* Work request
Pull every line holding the string "rocky" from the records below.

>>>

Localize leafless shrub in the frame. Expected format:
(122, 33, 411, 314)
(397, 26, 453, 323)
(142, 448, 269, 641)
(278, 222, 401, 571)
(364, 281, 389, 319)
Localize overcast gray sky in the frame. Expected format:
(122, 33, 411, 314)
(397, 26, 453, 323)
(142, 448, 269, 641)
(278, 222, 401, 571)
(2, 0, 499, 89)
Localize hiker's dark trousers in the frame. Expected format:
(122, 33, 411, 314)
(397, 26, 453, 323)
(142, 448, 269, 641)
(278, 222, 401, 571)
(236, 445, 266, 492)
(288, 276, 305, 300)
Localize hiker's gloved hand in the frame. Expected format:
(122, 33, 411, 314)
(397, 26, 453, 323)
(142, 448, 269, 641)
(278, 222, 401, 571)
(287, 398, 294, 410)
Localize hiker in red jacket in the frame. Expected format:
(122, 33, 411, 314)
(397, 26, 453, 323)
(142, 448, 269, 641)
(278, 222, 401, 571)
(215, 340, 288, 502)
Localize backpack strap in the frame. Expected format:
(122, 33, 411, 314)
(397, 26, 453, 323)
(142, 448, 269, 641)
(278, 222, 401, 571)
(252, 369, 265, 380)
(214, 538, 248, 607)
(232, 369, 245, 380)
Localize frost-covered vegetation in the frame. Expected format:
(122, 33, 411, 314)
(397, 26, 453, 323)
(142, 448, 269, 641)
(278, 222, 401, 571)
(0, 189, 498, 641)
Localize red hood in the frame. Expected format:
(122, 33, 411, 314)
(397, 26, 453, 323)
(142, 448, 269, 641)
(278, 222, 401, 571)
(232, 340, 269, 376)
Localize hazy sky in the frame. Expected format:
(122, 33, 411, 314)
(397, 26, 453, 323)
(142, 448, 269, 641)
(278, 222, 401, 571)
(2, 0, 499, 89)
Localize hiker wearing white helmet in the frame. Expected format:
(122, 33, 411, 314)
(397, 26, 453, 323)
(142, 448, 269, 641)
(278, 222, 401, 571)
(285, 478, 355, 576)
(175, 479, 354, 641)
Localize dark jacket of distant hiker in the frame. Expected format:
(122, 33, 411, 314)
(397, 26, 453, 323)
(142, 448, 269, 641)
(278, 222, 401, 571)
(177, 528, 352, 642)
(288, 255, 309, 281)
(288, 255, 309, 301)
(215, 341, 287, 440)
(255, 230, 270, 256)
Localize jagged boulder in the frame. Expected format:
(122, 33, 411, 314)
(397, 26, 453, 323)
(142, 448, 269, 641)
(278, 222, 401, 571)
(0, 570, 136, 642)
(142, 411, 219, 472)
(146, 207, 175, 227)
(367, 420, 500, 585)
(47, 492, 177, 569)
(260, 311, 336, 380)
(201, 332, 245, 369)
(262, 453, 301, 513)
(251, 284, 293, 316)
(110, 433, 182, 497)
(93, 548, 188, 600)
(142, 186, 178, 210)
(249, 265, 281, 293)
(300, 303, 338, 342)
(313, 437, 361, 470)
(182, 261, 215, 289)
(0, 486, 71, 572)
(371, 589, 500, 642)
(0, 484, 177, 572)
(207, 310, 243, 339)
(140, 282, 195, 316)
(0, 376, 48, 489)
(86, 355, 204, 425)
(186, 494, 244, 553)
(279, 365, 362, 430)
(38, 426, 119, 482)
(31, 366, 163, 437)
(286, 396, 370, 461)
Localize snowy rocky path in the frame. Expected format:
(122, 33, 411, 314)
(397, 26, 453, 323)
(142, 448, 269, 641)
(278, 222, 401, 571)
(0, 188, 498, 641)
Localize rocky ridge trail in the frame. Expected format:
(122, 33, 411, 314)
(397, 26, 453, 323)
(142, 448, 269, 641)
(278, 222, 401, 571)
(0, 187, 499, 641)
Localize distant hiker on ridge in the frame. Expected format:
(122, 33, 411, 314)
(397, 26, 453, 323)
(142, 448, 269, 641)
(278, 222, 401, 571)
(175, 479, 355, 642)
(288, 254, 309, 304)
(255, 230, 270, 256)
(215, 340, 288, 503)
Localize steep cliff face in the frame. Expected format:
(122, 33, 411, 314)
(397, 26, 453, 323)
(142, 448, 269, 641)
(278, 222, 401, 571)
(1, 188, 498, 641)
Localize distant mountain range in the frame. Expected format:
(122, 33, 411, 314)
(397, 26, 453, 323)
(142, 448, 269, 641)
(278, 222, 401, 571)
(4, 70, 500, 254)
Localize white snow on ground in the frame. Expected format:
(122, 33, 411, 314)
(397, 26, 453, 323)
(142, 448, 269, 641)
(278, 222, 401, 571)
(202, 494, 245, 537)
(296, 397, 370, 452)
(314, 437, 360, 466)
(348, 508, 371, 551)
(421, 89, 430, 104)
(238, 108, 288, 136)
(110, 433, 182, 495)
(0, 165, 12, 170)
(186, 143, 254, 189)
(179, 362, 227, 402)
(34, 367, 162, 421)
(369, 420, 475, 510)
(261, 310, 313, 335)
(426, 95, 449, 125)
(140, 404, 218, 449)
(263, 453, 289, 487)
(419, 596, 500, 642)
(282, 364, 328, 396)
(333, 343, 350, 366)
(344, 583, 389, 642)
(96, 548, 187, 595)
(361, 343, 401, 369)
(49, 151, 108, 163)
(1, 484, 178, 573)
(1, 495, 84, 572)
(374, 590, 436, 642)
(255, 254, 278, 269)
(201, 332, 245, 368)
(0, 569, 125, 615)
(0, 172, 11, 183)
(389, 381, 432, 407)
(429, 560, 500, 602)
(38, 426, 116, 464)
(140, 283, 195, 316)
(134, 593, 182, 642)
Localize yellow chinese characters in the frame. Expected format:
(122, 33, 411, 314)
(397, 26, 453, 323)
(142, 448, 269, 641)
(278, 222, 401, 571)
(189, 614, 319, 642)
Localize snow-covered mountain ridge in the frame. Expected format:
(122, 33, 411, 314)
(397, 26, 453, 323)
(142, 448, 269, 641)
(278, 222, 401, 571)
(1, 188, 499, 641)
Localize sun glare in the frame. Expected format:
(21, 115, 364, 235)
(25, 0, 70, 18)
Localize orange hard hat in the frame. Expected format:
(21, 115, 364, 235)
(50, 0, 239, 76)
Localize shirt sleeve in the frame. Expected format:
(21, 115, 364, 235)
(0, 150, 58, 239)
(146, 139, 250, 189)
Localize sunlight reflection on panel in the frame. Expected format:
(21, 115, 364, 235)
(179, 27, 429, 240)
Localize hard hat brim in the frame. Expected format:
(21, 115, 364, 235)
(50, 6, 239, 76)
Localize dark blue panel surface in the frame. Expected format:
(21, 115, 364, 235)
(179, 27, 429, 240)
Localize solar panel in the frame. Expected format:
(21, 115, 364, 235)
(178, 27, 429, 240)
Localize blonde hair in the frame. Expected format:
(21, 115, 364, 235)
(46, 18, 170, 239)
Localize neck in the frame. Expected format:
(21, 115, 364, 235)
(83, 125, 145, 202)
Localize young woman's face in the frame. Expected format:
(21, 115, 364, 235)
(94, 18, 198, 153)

<<<

* Output for this exercise
Localize snowy rocky path in the frame. Expected format:
Localize rocky ridge trail in the frame. Expected format:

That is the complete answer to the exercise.